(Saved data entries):
-*-
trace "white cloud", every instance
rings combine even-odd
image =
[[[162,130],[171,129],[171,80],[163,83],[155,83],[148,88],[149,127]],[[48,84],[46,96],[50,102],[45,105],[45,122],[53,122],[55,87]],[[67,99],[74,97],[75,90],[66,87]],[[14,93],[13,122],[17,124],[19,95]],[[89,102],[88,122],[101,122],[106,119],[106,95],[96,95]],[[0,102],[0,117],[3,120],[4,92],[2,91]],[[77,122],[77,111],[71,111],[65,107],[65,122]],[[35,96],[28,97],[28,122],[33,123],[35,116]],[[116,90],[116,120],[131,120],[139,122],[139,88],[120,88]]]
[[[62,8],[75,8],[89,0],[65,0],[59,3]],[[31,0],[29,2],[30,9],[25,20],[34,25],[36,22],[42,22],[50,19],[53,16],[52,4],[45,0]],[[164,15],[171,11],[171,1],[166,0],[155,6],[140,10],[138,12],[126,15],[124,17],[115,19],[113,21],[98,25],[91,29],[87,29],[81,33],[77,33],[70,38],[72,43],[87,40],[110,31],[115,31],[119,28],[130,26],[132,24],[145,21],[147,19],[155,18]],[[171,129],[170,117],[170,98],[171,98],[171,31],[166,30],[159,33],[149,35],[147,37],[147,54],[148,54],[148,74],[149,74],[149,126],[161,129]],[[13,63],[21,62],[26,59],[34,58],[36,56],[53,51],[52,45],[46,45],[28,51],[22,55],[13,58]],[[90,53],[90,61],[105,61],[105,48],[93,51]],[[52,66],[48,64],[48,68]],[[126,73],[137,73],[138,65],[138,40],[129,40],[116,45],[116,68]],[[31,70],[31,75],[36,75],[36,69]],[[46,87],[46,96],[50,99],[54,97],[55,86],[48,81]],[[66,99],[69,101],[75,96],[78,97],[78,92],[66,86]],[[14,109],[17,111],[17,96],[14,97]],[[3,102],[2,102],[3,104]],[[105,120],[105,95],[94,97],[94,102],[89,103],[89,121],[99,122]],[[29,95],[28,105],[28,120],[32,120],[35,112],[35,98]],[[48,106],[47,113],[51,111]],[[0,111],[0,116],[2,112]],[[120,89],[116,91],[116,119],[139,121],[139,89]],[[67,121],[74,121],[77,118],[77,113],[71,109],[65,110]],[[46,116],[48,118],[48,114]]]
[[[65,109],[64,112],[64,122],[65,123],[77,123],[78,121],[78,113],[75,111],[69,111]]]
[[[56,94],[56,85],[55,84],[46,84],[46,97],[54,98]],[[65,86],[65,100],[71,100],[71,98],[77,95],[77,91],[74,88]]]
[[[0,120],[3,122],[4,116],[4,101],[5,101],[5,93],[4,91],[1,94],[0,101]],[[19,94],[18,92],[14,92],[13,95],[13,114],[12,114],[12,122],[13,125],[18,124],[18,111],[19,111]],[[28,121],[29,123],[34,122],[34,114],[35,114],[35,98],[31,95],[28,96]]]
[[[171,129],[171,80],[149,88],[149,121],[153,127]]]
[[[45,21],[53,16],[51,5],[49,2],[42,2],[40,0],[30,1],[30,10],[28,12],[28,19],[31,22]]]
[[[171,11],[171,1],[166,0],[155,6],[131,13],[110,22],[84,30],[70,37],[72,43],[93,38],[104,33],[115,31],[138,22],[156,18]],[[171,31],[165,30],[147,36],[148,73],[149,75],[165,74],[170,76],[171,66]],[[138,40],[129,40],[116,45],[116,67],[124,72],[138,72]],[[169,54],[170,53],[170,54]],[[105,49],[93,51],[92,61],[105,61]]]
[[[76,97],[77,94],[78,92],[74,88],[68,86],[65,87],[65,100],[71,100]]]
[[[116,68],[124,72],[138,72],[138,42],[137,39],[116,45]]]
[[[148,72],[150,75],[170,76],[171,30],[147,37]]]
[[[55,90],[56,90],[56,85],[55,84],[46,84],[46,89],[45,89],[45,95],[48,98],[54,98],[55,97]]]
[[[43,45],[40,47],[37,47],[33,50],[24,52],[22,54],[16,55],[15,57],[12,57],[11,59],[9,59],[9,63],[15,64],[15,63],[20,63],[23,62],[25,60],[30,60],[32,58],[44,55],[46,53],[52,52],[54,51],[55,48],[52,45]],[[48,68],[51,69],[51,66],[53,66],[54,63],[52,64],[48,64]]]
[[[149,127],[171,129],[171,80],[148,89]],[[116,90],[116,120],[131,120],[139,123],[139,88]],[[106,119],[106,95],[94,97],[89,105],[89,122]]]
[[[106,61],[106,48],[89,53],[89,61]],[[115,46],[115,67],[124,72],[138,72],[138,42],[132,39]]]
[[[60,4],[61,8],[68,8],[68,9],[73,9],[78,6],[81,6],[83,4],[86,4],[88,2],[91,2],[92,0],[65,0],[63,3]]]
-*-
(Directions): Give back every entry, word for word.

(Solution):
trace "white cloud", every instance
rings combine even-odd
image =
[[[162,130],[171,129],[171,80],[163,83],[155,83],[148,88],[149,127]],[[48,84],[46,96],[50,102],[45,105],[45,122],[53,122],[55,87]],[[67,99],[74,97],[75,90],[66,87]],[[14,93],[13,122],[17,124],[19,95]],[[89,102],[88,122],[101,122],[106,119],[106,95],[96,95]],[[0,102],[0,117],[3,120],[4,92],[2,91]],[[77,122],[77,111],[71,111],[65,107],[65,122]],[[35,96],[28,97],[28,122],[33,123],[35,116]],[[116,90],[116,120],[131,120],[139,122],[139,88],[120,88]]]
[[[62,8],[75,8],[89,0],[65,0],[59,3]],[[31,0],[29,2],[30,9],[25,20],[34,25],[36,22],[42,22],[50,19],[53,16],[52,4],[45,0]],[[164,15],[171,11],[171,1],[166,0],[155,6],[140,10],[138,12],[126,15],[124,17],[115,19],[113,21],[98,25],[91,29],[87,29],[81,33],[77,33],[70,38],[72,43],[87,40],[110,31],[115,31],[119,28],[130,26],[132,24],[145,21],[147,19],[155,18]],[[171,129],[170,117],[170,98],[171,98],[171,31],[166,30],[159,33],[149,35],[147,37],[147,54],[148,54],[148,74],[149,74],[149,126],[161,129]],[[13,63],[21,62],[26,59],[34,58],[36,56],[53,51],[52,45],[46,45],[28,51],[22,55],[13,58]],[[90,53],[90,61],[105,61],[105,48],[93,51]],[[52,66],[48,64],[48,68]],[[126,73],[137,73],[138,65],[138,40],[129,40],[116,45],[116,68]],[[31,70],[31,75],[36,75],[36,69]],[[46,87],[46,96],[50,99],[54,97],[55,86],[48,81]],[[66,99],[69,101],[75,96],[78,97],[78,92],[66,86]],[[14,109],[17,111],[17,96],[14,97]],[[3,102],[2,102],[3,104]],[[105,120],[105,95],[94,97],[94,102],[89,103],[89,121],[99,122]],[[29,95],[28,105],[28,120],[32,120],[35,112],[35,98]],[[48,106],[47,113],[51,111]],[[0,111],[0,116],[2,112]],[[120,89],[116,91],[116,119],[139,121],[139,89]],[[67,121],[74,121],[77,118],[77,113],[71,109],[65,110]],[[46,116],[48,118],[48,114]]]
[[[65,109],[64,112],[64,122],[65,123],[77,123],[78,121],[78,113],[75,111],[69,111]]]
[[[56,94],[56,85],[55,84],[46,84],[46,97],[54,98]],[[65,86],[65,100],[71,100],[71,98],[77,95],[77,91],[74,88]]]
[[[0,120],[3,122],[4,116],[4,101],[5,101],[5,93],[4,91],[1,94],[0,101]],[[19,94],[18,92],[14,92],[13,95],[13,114],[12,114],[12,122],[13,125],[18,124],[18,111],[19,111]],[[28,121],[29,123],[34,122],[34,114],[35,114],[35,98],[31,95],[28,96]]]
[[[171,129],[171,80],[149,88],[149,121],[153,127]]]
[[[45,21],[53,16],[51,5],[49,2],[42,2],[40,0],[30,1],[30,10],[28,12],[28,19],[31,22]]]
[[[171,11],[171,1],[166,0],[155,6],[131,13],[110,22],[84,30],[70,37],[72,43],[93,38],[104,33],[115,31],[138,22],[156,18]],[[171,31],[165,30],[147,36],[148,73],[149,75],[165,74],[170,76],[171,66]],[[138,40],[129,40],[116,45],[116,67],[124,72],[138,72]],[[169,54],[170,53],[170,54]],[[105,49],[93,51],[92,61],[105,61]]]
[[[76,97],[77,94],[78,92],[74,88],[68,86],[65,87],[65,100],[71,100]]]
[[[116,68],[124,72],[138,72],[138,42],[137,39],[116,45]]]
[[[148,72],[150,75],[170,76],[171,30],[147,37]]]
[[[55,90],[56,90],[56,85],[55,84],[46,84],[46,89],[45,89],[45,95],[48,98],[54,98],[55,97]]]
[[[43,45],[40,47],[37,47],[33,50],[24,52],[22,54],[16,55],[15,57],[12,57],[11,59],[9,59],[9,63],[15,64],[15,63],[20,63],[23,62],[25,60],[30,60],[32,58],[44,55],[46,53],[52,52],[54,51],[55,48],[52,45]],[[48,68],[51,69],[51,66],[53,66],[54,63],[52,64],[48,64]]]
[[[149,127],[171,129],[171,80],[148,89]],[[116,90],[116,120],[131,120],[139,123],[139,88]],[[106,119],[106,95],[94,97],[89,105],[89,122]]]
[[[106,61],[106,48],[89,53],[89,61]],[[115,46],[115,67],[124,72],[138,72],[138,42],[132,39]]]
[[[60,4],[61,8],[68,8],[68,9],[73,9],[78,6],[81,6],[83,4],[86,4],[88,2],[91,2],[92,0],[65,0],[63,3]]]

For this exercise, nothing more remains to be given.